[Opening Raw data section]
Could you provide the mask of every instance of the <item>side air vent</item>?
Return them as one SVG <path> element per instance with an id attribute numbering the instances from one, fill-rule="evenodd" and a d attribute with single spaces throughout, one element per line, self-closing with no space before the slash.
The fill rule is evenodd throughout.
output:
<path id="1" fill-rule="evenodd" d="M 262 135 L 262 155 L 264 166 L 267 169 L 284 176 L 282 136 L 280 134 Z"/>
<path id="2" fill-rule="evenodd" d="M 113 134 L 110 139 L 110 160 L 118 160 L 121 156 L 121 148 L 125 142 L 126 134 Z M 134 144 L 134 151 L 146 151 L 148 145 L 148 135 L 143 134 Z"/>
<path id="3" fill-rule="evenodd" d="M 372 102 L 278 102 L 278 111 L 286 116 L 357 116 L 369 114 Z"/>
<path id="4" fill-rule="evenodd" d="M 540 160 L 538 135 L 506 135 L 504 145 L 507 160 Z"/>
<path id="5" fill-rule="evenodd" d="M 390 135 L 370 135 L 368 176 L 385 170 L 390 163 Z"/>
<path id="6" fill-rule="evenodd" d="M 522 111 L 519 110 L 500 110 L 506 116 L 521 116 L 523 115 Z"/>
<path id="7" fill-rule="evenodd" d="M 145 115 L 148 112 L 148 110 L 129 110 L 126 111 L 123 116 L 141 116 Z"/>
[Closing Raw data section]
- _Action item_:
Exactly as they stand above, repeat all the records.

- _Reply to the exercise_:
Could you provide the mask of every instance of the <item>side air vent</item>?
Return them as one SVG <path> element per instance with an id attribute numbering the instances from one, fill-rule="evenodd" and a d attribute with single spaces throughout, one element per line, self-closing with no space before the slash.
The fill rule is evenodd throughout.
output:
<path id="1" fill-rule="evenodd" d="M 262 135 L 262 155 L 264 166 L 267 169 L 284 176 L 282 136 L 280 134 Z"/>
<path id="2" fill-rule="evenodd" d="M 113 134 L 110 139 L 110 160 L 118 160 L 121 156 L 121 148 L 125 142 L 126 134 Z M 134 144 L 134 151 L 146 151 L 148 145 L 148 135 L 143 134 Z"/>
<path id="3" fill-rule="evenodd" d="M 372 102 L 278 102 L 278 111 L 286 116 L 357 116 L 369 114 Z"/>
<path id="4" fill-rule="evenodd" d="M 540 160 L 538 135 L 506 135 L 504 145 L 507 160 Z"/>
<path id="5" fill-rule="evenodd" d="M 390 135 L 370 135 L 368 176 L 385 170 L 390 163 Z"/>
<path id="6" fill-rule="evenodd" d="M 522 111 L 519 110 L 500 110 L 506 116 L 521 116 L 523 115 Z"/>
<path id="7" fill-rule="evenodd" d="M 145 115 L 148 112 L 148 110 L 129 110 L 126 111 L 123 116 L 141 116 Z"/>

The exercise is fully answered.